(SUPPLIED PASSAGE)
=-=-=-=-=

Sunday, 30 August 2015

The Owl Killers, by Karen Maitland

4 stars

1321 turned out to be a pretty cruddy year for the village of Ulewic.

Times are tough – crops are failing and the meagre harvests are blighted with mould, while the livestock is falling foul of disease, and what passes for the local power is too busy preying on the populace to be of much help.


Ruled over by a lord obsessed with chastity whose nephew is obsessed with relieving people of theirs – consensually or not - their priest is also too busy fornicating, and then worrying about getting caught, to attract any to his flock. Instead, the villagers turn to the beguinage on its doorstep for help and charity, or to the older gods and the Owl Masters that apparently serve them for justice and revenge.

It’s with the women of the beguinage – a community of religious women of the kind that apparently flourished across Europe at the time – that this story is chiefly concerned. Already suspicious due to being foreigners, and attracting the ire of what passes for the church due to being women and for not doing exactly as the priest says, when the daughter of the local lord becomes one of their number events are set in motion to sorely test their faith.

=-=-=-=-=

(DATA FOR ANALYSIS)
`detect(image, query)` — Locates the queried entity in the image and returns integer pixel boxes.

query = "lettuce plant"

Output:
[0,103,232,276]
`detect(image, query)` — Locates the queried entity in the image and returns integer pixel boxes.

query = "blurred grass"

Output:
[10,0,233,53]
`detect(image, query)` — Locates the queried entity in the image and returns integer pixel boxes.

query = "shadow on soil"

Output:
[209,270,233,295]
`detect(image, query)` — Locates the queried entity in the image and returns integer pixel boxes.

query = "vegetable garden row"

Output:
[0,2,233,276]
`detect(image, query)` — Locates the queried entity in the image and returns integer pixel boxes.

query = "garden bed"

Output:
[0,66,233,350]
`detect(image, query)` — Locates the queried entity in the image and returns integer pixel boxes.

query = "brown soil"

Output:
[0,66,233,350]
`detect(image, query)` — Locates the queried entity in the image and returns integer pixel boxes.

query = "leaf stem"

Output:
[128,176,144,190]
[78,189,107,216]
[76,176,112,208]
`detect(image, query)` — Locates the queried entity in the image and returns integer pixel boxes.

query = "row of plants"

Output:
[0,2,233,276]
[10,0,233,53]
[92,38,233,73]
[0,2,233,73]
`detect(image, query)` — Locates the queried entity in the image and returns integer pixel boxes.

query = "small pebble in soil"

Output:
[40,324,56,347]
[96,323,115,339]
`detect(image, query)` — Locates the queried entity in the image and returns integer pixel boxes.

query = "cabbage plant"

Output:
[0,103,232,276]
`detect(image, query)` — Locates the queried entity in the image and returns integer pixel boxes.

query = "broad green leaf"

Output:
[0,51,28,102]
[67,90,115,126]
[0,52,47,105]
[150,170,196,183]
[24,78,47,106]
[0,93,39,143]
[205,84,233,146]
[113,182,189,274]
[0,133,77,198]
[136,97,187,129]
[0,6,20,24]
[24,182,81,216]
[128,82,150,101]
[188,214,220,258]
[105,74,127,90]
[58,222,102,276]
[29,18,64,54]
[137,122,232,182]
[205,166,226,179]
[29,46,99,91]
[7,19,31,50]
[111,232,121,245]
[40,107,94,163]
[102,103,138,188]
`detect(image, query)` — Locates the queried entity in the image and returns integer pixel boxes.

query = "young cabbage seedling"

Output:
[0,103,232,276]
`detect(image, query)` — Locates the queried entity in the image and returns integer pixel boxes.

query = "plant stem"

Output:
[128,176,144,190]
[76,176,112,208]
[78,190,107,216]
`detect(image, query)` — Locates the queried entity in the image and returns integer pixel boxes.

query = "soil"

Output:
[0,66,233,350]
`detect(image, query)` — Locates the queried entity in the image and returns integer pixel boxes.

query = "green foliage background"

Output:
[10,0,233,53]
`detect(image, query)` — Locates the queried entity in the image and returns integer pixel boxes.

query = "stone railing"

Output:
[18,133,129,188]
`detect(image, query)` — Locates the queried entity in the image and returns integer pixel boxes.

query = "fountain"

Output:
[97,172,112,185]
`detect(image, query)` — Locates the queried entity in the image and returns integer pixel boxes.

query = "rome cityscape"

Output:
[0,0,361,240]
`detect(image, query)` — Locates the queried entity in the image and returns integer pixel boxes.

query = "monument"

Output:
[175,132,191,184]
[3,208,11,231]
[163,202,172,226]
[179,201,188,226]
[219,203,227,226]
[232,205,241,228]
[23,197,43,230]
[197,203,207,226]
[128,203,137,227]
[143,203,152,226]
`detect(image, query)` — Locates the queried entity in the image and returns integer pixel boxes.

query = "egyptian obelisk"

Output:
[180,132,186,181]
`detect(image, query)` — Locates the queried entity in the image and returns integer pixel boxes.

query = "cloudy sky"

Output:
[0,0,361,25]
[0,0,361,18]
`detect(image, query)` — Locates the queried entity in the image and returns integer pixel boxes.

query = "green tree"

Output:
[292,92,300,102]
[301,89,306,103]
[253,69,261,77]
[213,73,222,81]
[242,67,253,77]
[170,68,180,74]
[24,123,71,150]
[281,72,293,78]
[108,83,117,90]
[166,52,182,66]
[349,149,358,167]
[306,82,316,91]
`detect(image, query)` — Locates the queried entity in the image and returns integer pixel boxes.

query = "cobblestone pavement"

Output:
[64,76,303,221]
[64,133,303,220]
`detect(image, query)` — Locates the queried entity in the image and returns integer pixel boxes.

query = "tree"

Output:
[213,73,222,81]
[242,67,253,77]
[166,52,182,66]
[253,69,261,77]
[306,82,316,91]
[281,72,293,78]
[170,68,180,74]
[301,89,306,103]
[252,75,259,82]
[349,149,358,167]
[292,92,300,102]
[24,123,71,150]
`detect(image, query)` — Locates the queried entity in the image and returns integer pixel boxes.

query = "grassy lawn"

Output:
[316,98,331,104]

=-=-=-=-=

(ACTIVITY 1) According to the review of The Owl Killers, to whom do the villagers of Ulewic turn for help and charity?
(ACTIVITY 2) Reproduce word for word the part of the review of The Owl Killers from "Sunday, 30 August" to "of much help.".

(TASK RESPONSE 1) They turn to the beguinage on the village's doorstep.

(TASK RESPONSE 2)
Sunday, 30 August 2015

The Owl Killers, by Karen Maitland

4 stars

1321 turned out to be a pretty cruddy year for the village of Ulewic.

Times are tough – crops are failing and the meagre harvests are blighted with mould, while the livestock is falling foul of disease, and what passes for the local power is too busy preying on the populace to be of much help.